START Given data
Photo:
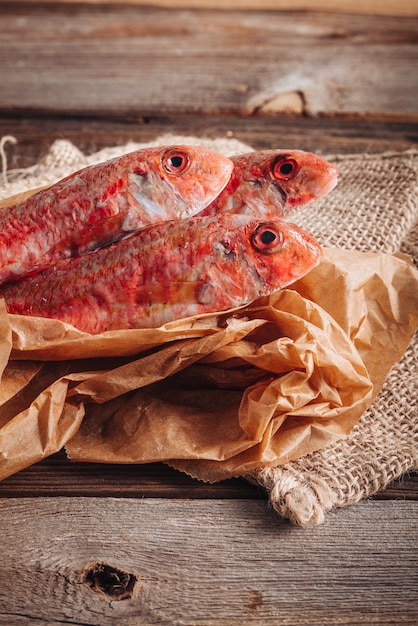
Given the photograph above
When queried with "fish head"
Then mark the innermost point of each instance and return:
(175, 182)
(259, 258)
(277, 182)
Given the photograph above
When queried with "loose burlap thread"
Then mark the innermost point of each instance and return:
(374, 208)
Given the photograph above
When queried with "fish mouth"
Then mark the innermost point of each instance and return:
(281, 192)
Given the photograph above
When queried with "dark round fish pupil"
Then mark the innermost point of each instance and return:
(286, 168)
(267, 237)
(177, 161)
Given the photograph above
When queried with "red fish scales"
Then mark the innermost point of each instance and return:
(166, 272)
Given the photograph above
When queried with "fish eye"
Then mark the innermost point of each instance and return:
(284, 169)
(175, 162)
(267, 238)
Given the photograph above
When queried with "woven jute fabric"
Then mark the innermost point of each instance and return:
(373, 208)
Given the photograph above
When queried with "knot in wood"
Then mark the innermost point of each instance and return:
(110, 581)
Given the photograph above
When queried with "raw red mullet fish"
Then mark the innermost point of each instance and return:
(205, 264)
(274, 183)
(103, 203)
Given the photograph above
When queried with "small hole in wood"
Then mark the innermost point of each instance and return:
(110, 581)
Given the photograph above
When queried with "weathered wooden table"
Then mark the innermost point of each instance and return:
(130, 545)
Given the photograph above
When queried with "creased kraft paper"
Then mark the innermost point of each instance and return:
(218, 395)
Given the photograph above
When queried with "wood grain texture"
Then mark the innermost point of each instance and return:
(136, 60)
(57, 476)
(206, 562)
(90, 134)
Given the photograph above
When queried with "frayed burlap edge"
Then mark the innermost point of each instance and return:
(374, 207)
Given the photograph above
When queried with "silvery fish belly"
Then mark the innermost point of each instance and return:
(106, 202)
(274, 183)
(168, 271)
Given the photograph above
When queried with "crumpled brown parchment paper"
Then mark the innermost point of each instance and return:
(218, 395)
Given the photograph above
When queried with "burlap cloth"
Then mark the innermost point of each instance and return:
(374, 208)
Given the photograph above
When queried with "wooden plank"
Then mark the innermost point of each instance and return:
(125, 562)
(371, 7)
(56, 476)
(323, 136)
(146, 60)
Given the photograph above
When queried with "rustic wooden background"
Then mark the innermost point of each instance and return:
(133, 545)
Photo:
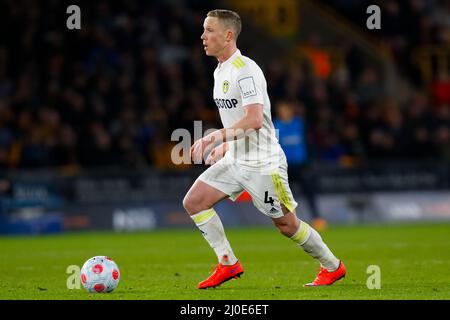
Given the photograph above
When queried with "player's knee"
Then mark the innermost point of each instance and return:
(192, 204)
(286, 228)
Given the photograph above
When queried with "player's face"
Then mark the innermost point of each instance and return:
(214, 37)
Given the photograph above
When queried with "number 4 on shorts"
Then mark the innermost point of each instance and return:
(268, 199)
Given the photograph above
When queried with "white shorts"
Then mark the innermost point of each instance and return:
(268, 191)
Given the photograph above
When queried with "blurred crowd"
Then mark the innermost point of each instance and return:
(112, 93)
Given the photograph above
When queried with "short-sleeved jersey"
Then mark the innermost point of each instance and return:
(239, 82)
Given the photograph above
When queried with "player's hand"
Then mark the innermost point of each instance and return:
(217, 153)
(200, 148)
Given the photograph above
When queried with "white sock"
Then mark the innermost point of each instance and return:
(211, 227)
(312, 243)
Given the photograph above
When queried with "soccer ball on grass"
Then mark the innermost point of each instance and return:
(100, 274)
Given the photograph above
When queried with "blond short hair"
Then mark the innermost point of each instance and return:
(229, 18)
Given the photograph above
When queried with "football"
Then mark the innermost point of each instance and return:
(100, 274)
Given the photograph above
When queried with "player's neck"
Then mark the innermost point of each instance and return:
(227, 53)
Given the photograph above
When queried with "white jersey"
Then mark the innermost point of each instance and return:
(239, 82)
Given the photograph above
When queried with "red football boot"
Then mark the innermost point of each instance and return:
(221, 274)
(326, 278)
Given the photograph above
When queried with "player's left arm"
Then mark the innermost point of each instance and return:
(250, 83)
(251, 121)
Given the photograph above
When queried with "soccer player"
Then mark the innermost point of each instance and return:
(245, 156)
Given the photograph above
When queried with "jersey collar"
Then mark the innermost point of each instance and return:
(226, 63)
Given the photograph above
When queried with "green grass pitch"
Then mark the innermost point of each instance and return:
(414, 260)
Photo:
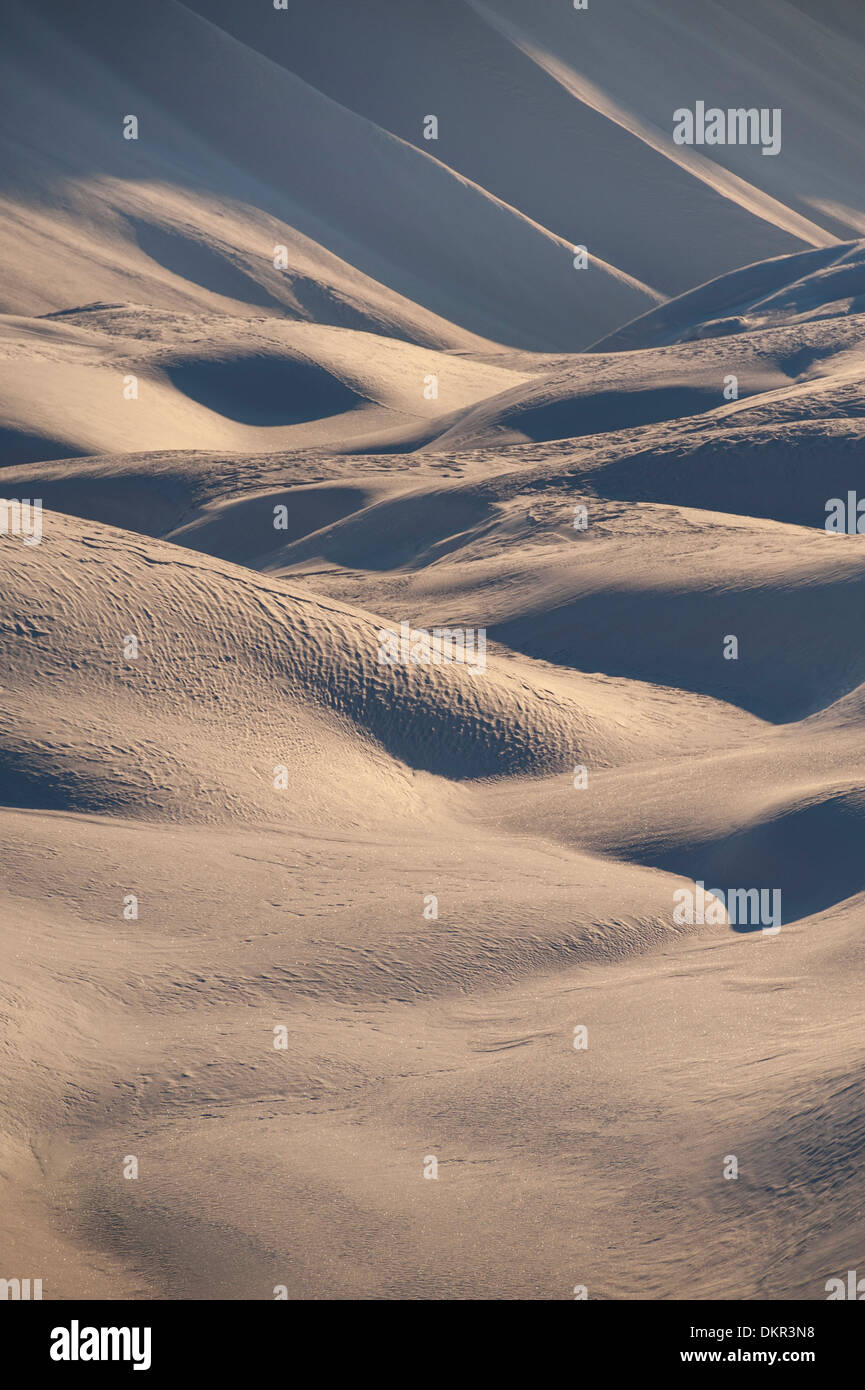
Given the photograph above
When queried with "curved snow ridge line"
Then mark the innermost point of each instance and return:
(722, 181)
(381, 134)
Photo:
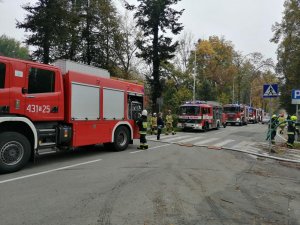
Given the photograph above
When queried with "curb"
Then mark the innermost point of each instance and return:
(265, 155)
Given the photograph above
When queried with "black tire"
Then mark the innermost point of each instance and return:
(15, 151)
(121, 139)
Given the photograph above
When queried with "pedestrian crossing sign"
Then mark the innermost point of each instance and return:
(270, 90)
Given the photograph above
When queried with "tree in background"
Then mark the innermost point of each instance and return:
(10, 47)
(214, 68)
(287, 34)
(155, 17)
(45, 22)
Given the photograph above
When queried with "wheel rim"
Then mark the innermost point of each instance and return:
(122, 139)
(12, 153)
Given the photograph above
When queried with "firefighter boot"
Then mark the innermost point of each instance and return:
(289, 145)
(141, 147)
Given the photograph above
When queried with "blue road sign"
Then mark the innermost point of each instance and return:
(295, 96)
(270, 91)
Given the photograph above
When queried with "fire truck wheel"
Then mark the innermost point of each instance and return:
(15, 151)
(121, 139)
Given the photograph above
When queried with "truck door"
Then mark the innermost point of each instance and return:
(43, 94)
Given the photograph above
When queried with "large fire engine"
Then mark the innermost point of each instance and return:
(62, 107)
(236, 114)
(254, 114)
(200, 115)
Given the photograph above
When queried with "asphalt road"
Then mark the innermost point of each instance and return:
(170, 183)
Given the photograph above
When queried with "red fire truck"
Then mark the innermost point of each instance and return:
(200, 115)
(253, 115)
(236, 114)
(62, 107)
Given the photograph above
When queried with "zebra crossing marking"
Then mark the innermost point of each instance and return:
(206, 141)
(190, 139)
(242, 144)
(176, 138)
(221, 144)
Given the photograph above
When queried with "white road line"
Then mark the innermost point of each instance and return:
(48, 171)
(150, 148)
(242, 144)
(220, 144)
(220, 132)
(176, 138)
(154, 138)
(190, 139)
(206, 141)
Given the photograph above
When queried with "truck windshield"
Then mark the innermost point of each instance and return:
(231, 109)
(189, 110)
(2, 75)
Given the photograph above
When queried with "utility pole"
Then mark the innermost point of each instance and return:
(195, 68)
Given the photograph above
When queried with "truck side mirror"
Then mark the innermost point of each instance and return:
(24, 90)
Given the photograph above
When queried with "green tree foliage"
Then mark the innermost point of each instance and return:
(222, 74)
(287, 34)
(12, 48)
(88, 31)
(45, 22)
(214, 68)
(155, 17)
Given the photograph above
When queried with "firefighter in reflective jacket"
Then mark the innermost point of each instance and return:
(274, 124)
(291, 131)
(153, 123)
(169, 123)
(143, 124)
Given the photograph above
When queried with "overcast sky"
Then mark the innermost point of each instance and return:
(247, 23)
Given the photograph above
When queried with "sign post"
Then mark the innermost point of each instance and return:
(296, 101)
(270, 91)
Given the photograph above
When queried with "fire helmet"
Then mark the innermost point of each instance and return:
(144, 112)
(294, 118)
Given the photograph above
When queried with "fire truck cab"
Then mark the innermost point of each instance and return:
(200, 115)
(253, 115)
(44, 107)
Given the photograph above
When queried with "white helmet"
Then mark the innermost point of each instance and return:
(144, 112)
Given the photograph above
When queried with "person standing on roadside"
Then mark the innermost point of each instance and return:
(274, 124)
(169, 123)
(291, 131)
(153, 122)
(282, 124)
(143, 124)
(160, 125)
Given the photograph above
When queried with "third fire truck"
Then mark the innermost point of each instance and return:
(200, 115)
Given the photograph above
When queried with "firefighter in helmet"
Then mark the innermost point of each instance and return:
(169, 123)
(153, 123)
(274, 124)
(291, 131)
(282, 124)
(143, 124)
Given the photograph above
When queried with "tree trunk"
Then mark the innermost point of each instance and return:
(155, 85)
END Given data
_Work order_:
All lines of the listing holding the string "green" must be returned, copied as they stand.

_Answer for this exercise_:
When queried with "green grass pitch"
When queried with "green tree foliage"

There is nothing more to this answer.